TASK DESCRIPTION
Using the passage on reopening California schools, explain in one to three sentences why the new measures are unlikely to save schools money.

** SOURCE DOCUMENT follows **

These measures will likely require more teachers and personnel to sustain the schedules and are unlikely to save schools money. “If you have half the class in person, and half remotely, you can’t clone that teacher to be in both places to be handling both things at the same time,” says Celia Jaffe, president of the California State PTA. “Though some of these practices might be the right thing for the health of the students, there’s still going to be costs and concerns for the families.” Expenses may include disinfecting measures, new ventilation systems, hiring extra staff, purchasing equipment for increased spacing, masks, gloves, training staff for safety protocols, and more. Routine temperature checks, testing, and contract tracking will have high priority with a clear plan of action in case of outbreaks.
In early June, the California Department of Education published a 62-page guidebook for safe reopening that emphasizes physical distancing and face masks. The handbook, titled Stronger Together, addresses health and safety, instruction, mental health and well-being for all, transportation, meals, and more. Schools must be in full compliance with the guidelines before reopening.
The California Department of Education released jurisdiction to individual school districts for how and when they will open. Much of it will depend on demographic and cultural factors that are specific to the community. “We know that many of our students really need in-class instruction,” said State Superintendent of Public Instruction Tony Thurmond in a video news conference in June. “Their parents may need to work. They may be the children of essential workers. And in many cases, these are children who just need to have contact again with peers and educators and with the support center.” Thurmond also acknowledged that some students want to continue distance learning and encouraged schools to accommodate those learners.
A new school year
Whether North Bay students will return to their regular classrooms, is yet to be determined by school administrators, but Tegan Henry hopes school will be back in session for the 2020-21 academic year. “I consider myself a service provider as a teacher,” says Tegan. “I’m willing to take extra safety measures, such as wearing a mask or a face shield and disinfecting, to provide the education my fourth-graders need in a brick-and-mortar school environment.”
Morita also hopes to return to school, and to make use of the online assignments he created. “I hope this work will help me when I move back to traditional in-person instruction,” he says. “Absent students, or those who require independent study, will now be able to access my assignments online. When I have a substitute, I can still be the teacher, offering my lessons online that day, and the sub can be the facilitator.”
As for Loma Henry, she’s hoping to return to a more normal routine this school year and seeing her friends. “Next year, when I’m taking Algebra I, I feel like I’m ready for that. All and all, I’m ready for eighth grade. I do want to go back to normal school, but I don’t know anything about how my school will do it. Having everyone in the same classroom sounds really hard to me, especially if we have to wear masks. I don’t have a big friend group, but a couple of my friends and I would sit together at lunch and chat. I look forward to that, but if we’re supposed to distance and wear masks, how would that work? I don’t know how teachers are going to enforce that. I’m excited to go back to normal school because I can be back on a schedule,” she adds. “I just don’t know what it will look like.”

** End of SOURCE DOCUMENT **
** PROVIDED INFORMATION follows **

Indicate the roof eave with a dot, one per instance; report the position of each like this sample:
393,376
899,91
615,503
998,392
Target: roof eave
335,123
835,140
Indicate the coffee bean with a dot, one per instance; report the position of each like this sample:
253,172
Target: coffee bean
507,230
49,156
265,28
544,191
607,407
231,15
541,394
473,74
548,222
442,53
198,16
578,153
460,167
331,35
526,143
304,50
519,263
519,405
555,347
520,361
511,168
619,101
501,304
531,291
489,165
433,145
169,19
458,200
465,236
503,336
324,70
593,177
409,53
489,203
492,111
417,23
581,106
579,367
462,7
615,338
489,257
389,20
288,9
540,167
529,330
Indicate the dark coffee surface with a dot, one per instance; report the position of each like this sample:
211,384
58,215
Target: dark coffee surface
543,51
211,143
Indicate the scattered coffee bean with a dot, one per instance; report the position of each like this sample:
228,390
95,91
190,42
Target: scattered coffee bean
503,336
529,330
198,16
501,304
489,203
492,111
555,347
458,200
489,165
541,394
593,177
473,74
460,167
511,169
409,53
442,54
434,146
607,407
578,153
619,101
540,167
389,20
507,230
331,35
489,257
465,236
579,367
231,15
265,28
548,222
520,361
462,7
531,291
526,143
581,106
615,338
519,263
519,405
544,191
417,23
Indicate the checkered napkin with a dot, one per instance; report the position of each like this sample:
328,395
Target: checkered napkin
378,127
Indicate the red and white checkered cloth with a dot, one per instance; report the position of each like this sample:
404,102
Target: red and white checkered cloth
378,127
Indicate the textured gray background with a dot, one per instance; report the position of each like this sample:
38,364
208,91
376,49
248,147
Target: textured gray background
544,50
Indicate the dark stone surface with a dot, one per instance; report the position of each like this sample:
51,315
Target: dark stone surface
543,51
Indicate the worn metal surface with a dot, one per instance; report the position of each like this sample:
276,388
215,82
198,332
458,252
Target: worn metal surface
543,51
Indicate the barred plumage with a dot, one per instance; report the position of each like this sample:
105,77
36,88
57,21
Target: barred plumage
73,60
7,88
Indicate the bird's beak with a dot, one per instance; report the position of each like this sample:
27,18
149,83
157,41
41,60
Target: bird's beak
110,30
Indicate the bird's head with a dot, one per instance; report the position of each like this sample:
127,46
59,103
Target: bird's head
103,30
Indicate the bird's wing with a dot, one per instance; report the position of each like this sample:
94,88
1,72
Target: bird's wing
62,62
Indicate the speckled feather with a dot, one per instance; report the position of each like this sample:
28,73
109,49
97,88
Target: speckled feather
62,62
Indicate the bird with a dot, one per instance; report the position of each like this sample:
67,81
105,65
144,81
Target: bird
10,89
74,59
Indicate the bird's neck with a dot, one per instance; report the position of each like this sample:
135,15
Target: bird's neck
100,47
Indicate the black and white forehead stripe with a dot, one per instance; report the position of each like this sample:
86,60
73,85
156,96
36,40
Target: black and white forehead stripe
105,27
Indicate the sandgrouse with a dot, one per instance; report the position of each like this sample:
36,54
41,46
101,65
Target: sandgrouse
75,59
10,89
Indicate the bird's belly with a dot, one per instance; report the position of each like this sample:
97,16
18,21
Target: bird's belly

** End of PROVIDED INFORMATION **

SOLVED EXERCISE
The measures will likely need more teachers and staff to keep the schedules going, because with half a class in person and half remote, one teacher can't be in both places at once. Schools also face added costs such as disinfecting, new ventilation systems, extra staff, equipment for spacing, masks, gloves, and safety training for staff.